Yapılacak Görevler:
A: Okunacak metne göre mevcut eğitim sistemi nerede ortaya çıktı?
B: Okunacak metne göre aynı amaç için yetiştirilen insanların kesinlikle bilmesi gereken şeyler nelerdir? Hepsini sıralayın.
C: Okunacak metinde "Bu küresel yönetim" ile başlayıp "olan insanları üretecekti." ifadesine kadar süren bölümü aynen kopyalar mısınız?

Tüm eğitim sistemimiz değişmeli-II
Son yazımdaki eğitim konusuna devam ediyorum:
Sıkıntılarından bahsettiğimiz mevcut eğitim sistemi, yaklaşık 300 yıl kadar önce, Büyük Britanya’da ortaya çıktı. Dünya üzerindeki en büyük imparatorluklardan birisini, bilgisayar olmadan, telefon olmadan, hiçbir yeni nesil iletişim altyapısı olmadan, elle, kağıtlara yazılan bilgilerle ve gemilerle seyahat ederek yönettiğinizi hayal edin. İşte Britanyalılar bunu yaptılar.
Bu küresel yönetim ve devlet sistemini çalıştırmak için çok işgücüne ihtiyaç vardı. İşte bildiğimiz anlamı ile OKUL, bu amaçla yaratıldı. Britanya’ nın yarattığı okullar, daha sonra bu bürokratik yönetim makinesinin parçaları olacak olan insanları üretecekti.
Aynı amaç için üretilen tüm bu insanlar birbirileriyle aynı olmalıydılar. Üç şeyi kesinlikle bilmeleri gerekiyordu. Güzel el yazıları olmalıydı, bilgi el yazısıyla aktarılıyordu; okuyabilmeleri gerekiyordu, anlamak ve öğrenmek için; temel aritmetik hesapları yapabilmeleri gerekiyordu.

Veri Kümesi İçeriği:
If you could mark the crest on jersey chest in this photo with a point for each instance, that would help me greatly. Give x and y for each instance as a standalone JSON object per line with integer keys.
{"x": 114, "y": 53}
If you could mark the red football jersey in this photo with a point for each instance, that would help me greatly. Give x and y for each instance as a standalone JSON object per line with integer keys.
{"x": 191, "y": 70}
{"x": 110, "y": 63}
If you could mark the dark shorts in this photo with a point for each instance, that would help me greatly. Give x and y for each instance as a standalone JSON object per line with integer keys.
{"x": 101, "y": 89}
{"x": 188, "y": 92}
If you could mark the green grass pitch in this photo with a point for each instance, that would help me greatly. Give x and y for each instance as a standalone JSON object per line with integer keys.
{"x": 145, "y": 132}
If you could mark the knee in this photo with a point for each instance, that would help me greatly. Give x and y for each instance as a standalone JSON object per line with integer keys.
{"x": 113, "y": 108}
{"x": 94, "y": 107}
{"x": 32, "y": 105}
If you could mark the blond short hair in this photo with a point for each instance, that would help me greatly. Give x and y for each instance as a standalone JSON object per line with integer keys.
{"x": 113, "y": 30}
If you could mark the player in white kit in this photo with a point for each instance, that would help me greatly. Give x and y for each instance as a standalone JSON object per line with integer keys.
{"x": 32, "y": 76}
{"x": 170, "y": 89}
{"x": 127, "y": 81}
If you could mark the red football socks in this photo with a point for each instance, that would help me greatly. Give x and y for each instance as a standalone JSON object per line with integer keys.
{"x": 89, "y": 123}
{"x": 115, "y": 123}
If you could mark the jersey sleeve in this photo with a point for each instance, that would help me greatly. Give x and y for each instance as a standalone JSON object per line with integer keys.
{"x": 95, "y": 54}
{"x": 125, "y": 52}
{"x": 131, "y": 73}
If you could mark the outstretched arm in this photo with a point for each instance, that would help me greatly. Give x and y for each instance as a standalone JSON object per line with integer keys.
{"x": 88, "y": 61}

Görev Çözümleri:
A: Yaklaşık 300 yıl önce Büyük Britanya'da.

B:
- Güzel bir el yazısına sahip olmak
- Okuyabilmek
- Temel aritmetik hesapları yapabilmek

C:
Bu küresel yönetim ve devlet sistemini çalıştırmak için çok işgücüne ihtiyaç vardı. İşte bildiğimiz anlamı ile OKUL, bu amaçla yaratıldı. Britanya’ nın yarattığı okullar, daha sonra bu bürokratik yönetim makinesinin parçaları olacak olan insanları üretecekti.